● **Exercise text**
>>>>

I recognize the people at the bar. They are heroes of mine, mentors to say the least. I’ve followed their careers long before mine ever really began. I learned from them. I read everything they wrote. If one of them made an appearance on a webinar, or at a conference, you bet I was there. I was in the background, listening, scribing and salivating to every single word they said.
Following them online was easy. Butterflies formed in my chest like that of a nerdy schoolgirl when the popular guy asked to borrow a pencil when they accepted my friend request. I liked, loved and laughed at every post they shared. I found myself caring about their kids, their families, their pets, heck even the unusually large portions of proteins they ate for dinner. If they sold it, I bought it.
Now here I am at the pinnacle of sourcing conferences, the Grand Dame of Cybersleuthing events, the freaking most exciting, exhilarating an all-around behemoth of sourcing and recruiting shows of my short-lived career. And somehow, I am about to break bread with these goddesses and gods of search strings. The essence of how I got here still baffles me.

<<<<

● **Problem requirements**
Write the next part of the sourcing-conference story above, starting right after its final sentence.

● **Given information**
>>>>

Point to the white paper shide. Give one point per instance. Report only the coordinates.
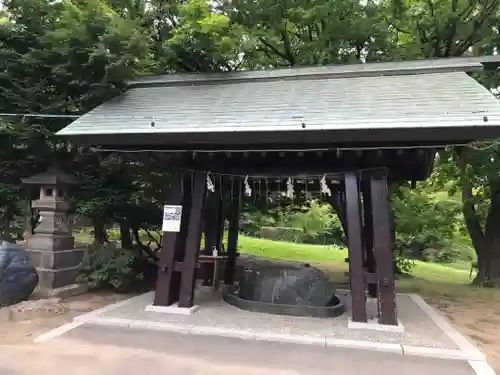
(171, 218)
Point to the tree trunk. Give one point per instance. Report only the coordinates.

<<<<

● **Expected answer**
I was a hard-working young recruiter, wannabe sourcer, that was passionate about sourcing and finding the impossible. I liked to break things, then put them back together. I was never trained, and no one knew who I was, which was, in fact, a blessing in disguise. When you are “just another recruiter” and surviving off of spamming and occasionally winning the numbers game, the heavyweights don’t pay any attention to you, and quite frankly, neither do candidates. I didn’t have any ego-driven titans of the industry, who started long before I graduated from middle school, marking their territory on me and claiming their stake in my imminent future.
I knew I was mediocre and I knew what I was doing, well wasn’t quite working. In my first five years as a recruiter, under four different employers, I never once received a training budget. Conferences were a myth, a mirage, a waste of expenses. Out of the pocket, SHRM PHR classes were in season and the latest fashion trend. Back then, SHRM was hip, cool, and the only way to move up the corporate ladder of HR doom. Why learn to write a Boolean string, when you can learn to write a severance letter? Geez, sign me up! If you can’t source them, you can at least lay them off.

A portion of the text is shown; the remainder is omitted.